* _Selected passage_
Begin

Citation : 2023 Latest Caselaw 7243 Kant
Judgement Date : 12 October, 2023
1
IN THE HIGH COURT OF KARNATAKA AT BENGALURU
DATED THIS THE 12TH DAY OF OCTOBER, 2023
BEFORE
THE HON'BLE MRS.JUSTICE M.G. UMA
CRIMINAL REVISION PETITION NO.128/2020
C/W
CRIMINAL REVISION PETITION NO.175/2020
CRL.RP.NO.128/2020
BETWEEN:
INTERNATIONAL FIBER GLASS
PRODUCTS PVT. LTD.,
REPRESENTED BY ITS
MANAGING DIRECTOR
S. BALAKRISHNA NAIDU,
S/O. LATE. R. SRINIVASULU
AGED ABOUT 39 YEARS,
R/AT NO.118-B,
BOMMASANDRA INDUSTRIAL AREA,
ANEKAL TALUK,
BENGALURU - 560 099.
... PETITIONER
(BY SRI: HARISH H.V., ADVOCATE)
AND:
MR. LALITH KANUNGA
AGED ABOUT 48 YEARS,
R/AT NO.23, A.M. ROAD,
4TH FLOOR, ARIHANTH COMPLEX,
KALASIPALYAM NEW EXTENSION,
J.C. ROAD CROSS,
BENGALURU - 560 002.
... RESPONDENT
(BY SRI: ABHINAY Y.T., ADVOCATE)
THIS CRIMINAL REVISION PETITION IS FILED UNDER SECTION 397 READ WITH SECTION 401 OF CR.P.C. PRAYING TO SET ASIDE THE JUDGMENT AND ORDER DATED 27.10.2017 PASSED BY THE XXI ADDL. C.M.M., BENGALURU IN
C.C.NO.23110/2016, CONVICTING THE ACCUSED/APPELLANT UNDER SECTION 138 OF N.I. ACT AND DIRECTING TO PAY A FINE OF RS.7,55,000/- I.E., SHALL BE PAID TO THE COMPLAINANT AND SET ASIDE THE JUDGMENT AND ORDER DATED 04.10.2019 PASSED BY THE LXIV ADDITIONAL CITY CIVIL AND SESSIONS JUDGE, BENGALURU IN CRL.A.NO.1657/2017 AND CONSEQUENTLY ACQUIT THE ACCUSED/PETITIONER.
CRL.RP.NO.175/2020
BETWEEN:
INTERNATIONAL FIBER GLASS PRODUCTS PVT. LTD., REPRESENTED BY ITS MANAGING DIRECTOR S. BALAKRISHNA NAIDU, S/O. LATE. R. SRINIVASULU AGED ABOUT 39 YEARS, R/AT NO.118-B, BOMMASANDRA INDUSTRIAL AREA, ANEKAL TALUK, BENGALURU - 560 099.
... PETITIONER (BY SRI: HARISH H.V., ADVOCATE) AND:
MR. LALITH KANUNGA AGED ABOUT 48 YEARS, R/AT NO.23, A.M. ROAD, 4TH FLOOR, ARIHANTH COMPLEX, KALASIPALYAM NEW EXTENSION, J.C. ROAD CROSS, BENGALURU - 560 002.
... RESPONDENT (BY SRI: HEMANTH KUMAR G.M., ADVOCATE)
THIS CRIMINAL REVISION PETITION IS FILED UNDER SECTION 397 READ WITH SECTION 401 OF CR.P.C. PRAYING TO (A) SET ASIDE THE JUDGMENT AND ORDER DATED 27.10.2017 IN C.C.NO.23109/2016 PASSED BY THE XXI ADDL. CHIEF METROPOLITAN MAGISTRATE CONVICTING THE ACCUSED/APPELLANT UNDER SECTION 138 OF N.I. ACT AND DIRECTING TO PAY A FINE OF RS.7,50,000/- THAT IS SHALL BE PAID TO THE COMPLAINANT. (B) SET ASIDE THE JUDGMENT AND ORDER DATED 04.10.2019 PASSED BY THE LXIV ADDITIONAL CITY
CIVIL AND SESSIONS JUDGE, BENGALURU IN CRL.A.NO.1657/2017, (C) CONSEQUENTLY ACQUIT THE ACCUSED/PETITIONER.

End

* _Collected material_
Begin

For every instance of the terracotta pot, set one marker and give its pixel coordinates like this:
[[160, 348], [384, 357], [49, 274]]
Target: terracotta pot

End

* _Work instructions_
According to the Karnataka High Court order, what fine was imposed in "C.C.NO.23110/2016"?

* _Answer for this exercise_
A fine of Rs.7,55,000/-, to be paid to the complainant.